DIE DATENSÄTZE »
◆ ◆ ◆ ◆ ◆ ◆ ◆
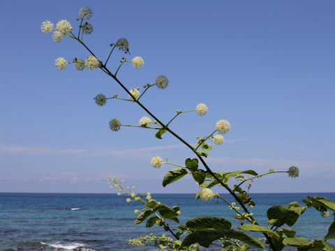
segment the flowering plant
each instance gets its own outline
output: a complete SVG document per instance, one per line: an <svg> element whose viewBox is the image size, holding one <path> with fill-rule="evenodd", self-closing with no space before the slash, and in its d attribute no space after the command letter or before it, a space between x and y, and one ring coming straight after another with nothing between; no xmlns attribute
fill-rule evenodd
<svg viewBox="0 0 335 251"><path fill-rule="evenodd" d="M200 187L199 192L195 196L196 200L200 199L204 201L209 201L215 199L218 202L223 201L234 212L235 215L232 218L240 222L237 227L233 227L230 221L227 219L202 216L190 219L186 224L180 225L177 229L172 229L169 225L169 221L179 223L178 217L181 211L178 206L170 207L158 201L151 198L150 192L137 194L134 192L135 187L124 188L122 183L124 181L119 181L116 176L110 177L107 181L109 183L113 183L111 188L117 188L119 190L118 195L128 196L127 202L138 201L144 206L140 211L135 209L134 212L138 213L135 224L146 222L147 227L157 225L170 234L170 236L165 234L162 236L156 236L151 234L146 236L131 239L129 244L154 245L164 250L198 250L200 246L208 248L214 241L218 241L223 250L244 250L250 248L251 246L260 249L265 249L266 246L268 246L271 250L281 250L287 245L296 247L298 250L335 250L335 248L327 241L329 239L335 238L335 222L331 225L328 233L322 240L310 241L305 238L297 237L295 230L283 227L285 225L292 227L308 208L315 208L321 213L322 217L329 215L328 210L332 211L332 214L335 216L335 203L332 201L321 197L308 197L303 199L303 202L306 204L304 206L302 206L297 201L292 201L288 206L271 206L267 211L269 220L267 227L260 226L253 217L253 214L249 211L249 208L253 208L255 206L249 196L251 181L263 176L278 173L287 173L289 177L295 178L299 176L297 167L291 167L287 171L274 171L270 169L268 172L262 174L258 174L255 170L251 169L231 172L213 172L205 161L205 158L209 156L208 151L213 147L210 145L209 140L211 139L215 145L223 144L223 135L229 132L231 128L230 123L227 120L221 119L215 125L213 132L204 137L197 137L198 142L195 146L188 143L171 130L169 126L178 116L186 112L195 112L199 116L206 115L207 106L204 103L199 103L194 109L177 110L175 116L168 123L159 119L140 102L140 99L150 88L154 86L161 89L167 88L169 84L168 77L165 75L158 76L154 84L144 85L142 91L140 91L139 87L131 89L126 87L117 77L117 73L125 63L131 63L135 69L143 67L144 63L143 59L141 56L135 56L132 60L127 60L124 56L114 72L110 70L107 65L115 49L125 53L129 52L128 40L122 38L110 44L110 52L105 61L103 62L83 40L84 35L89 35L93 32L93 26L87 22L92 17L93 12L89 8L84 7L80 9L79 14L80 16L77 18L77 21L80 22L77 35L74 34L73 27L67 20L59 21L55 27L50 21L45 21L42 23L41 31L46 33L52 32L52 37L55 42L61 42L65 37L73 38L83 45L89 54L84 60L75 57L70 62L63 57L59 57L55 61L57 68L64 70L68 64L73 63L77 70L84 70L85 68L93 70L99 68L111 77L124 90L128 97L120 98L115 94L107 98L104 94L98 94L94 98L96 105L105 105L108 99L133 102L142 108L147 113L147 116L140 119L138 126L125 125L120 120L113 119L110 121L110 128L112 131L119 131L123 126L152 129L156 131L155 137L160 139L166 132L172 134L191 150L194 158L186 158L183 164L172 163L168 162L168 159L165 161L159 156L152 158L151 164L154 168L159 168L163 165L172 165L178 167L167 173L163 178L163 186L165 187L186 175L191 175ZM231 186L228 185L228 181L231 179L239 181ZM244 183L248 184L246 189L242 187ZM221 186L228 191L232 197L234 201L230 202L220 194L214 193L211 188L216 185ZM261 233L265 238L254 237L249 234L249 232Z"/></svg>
◆ ◆ ◆ ◆ ◆ ◆ ◆
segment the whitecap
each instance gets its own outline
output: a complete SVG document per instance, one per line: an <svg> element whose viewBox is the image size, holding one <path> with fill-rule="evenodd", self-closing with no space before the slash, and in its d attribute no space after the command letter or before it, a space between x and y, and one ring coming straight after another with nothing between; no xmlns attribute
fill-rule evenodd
◆ ◆ ◆ ◆ ◆ ◆ ◆
AUFGABE » Suche aus den Datensätzen jede Zeile heraus, die die Zeichenfolge „segment“ enthält, und schreibe sie ab. Dabei zählt die Groß- und Kleinschreibung.

VOLLSTÄNDIGE ANTWORT »
segment the flowering plant
segment the whitecap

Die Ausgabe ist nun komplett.